> **Extract provided**
Congratulations to lfdahl for his correct solution, which you can find below::)

Spoiler

Given the equation:

$\sqrt[3]{2+3x^2-15x^3}-x=1+71\sqrt{16x^3+3x-1} \;\;\;\;\;\;\;\;\;\;\;\;(1).$

Since, we´re looking for real solutions only, the polynomial on the RHS must obey the inequality:

$16x^3+3x-1 \ge 0\;\;\;\;\;\;\;\;\;\;\;\; \;\;\;\;\;\; \;\;\;\;\;\;\;\;\;\;\;\; \;\;\;\;\;\; \;\;\;\;\;\;\;\;\;\;\;\; \;\;\;\;\;\; (2).$

Equality holds when $x=\frac{1}{4}$ (the two other roots are complex).

The LHS must obey the inequality:

$\sqrt[3]{2+3x^2-15x^3}-x \geq 1 \\\\ \Rightarrow 2+3x^2-15x^3 \geq (1+x)^3=1+3x+3x^2+x^3 \\\\ \Rightarrow 16x^3+3x-1\leq 0\;\;\;\;\;\;\;\;\;\;\;\; \;\;\;\;\;\; \;\;\;\;\;\; \;\;\;\;\;\; \;\;\;\;\;\; \;\;\;\;\;\; \;\;\;\;\;\;\;\; (3).$

Both $(2)$ and $(3)$ must hold, therefore: $16x^3+3x-1 = 0$ is required,

thus $x=\frac{1}{4}$ is the only real solution to $(1)$.

> **Collected data**
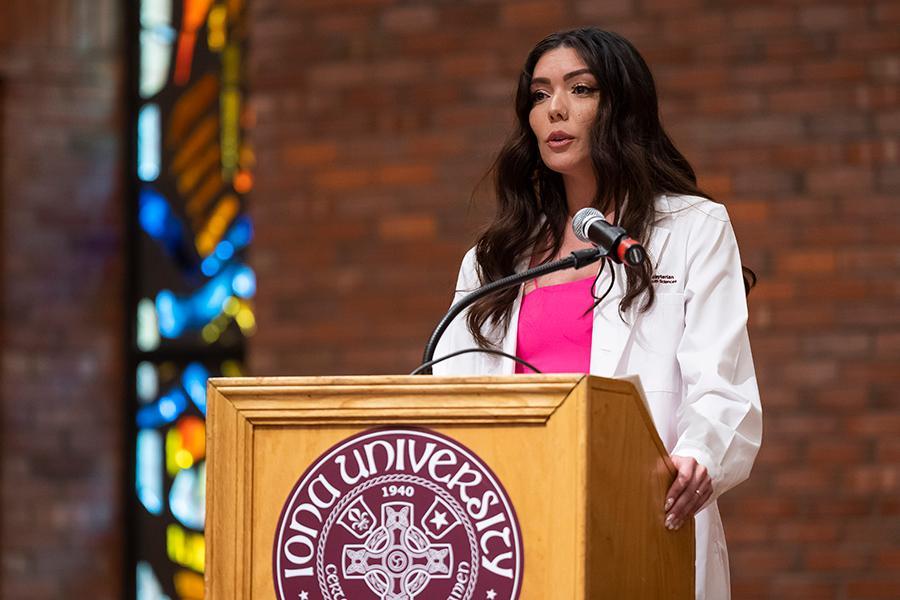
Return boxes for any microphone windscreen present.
[572,206,604,242]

> **Tasks to perform**
- A) In the solution, at what value of x does 16x^3+3x-1 equal zero?
- B) In the solution, why must 16x^3+3x-1 equal exactly zero?
- C) Rewrite the stretch from "Since, we´re looking" through "roots are complex)." in the solution, replacing "polynomial" with "cubic".

> **Solutions in order**
- A) x = 1/4

- B) Only real solutions are sought, so the polynomial on the right-hand side must satisfy 16x^3+3x-1 ≥ 0. The left-hand side's inequality leads to 16x^3+3x-1 ≤ 0. Both conditions must hold, so 16x^3+3x-1 = 0 is required.

- C)
Since, we´re looking for real solutions only, the cubic on the RHS must obey the inequality:

$16x^3+3x-1 \ge 0\;\;\;\;\;\;\;\;\;\;\;\; \;\;\;\;\;\; \;\;\;\;\;\;\;\;\;\;\;\; \;\;\;\;\;\; \;\;\;\;\;\;\;\;\;\;\;\; \;\;\;\;\;\; (2).$

Equality holds when $x=\frac{1}{4}$ (the two other roots are complex).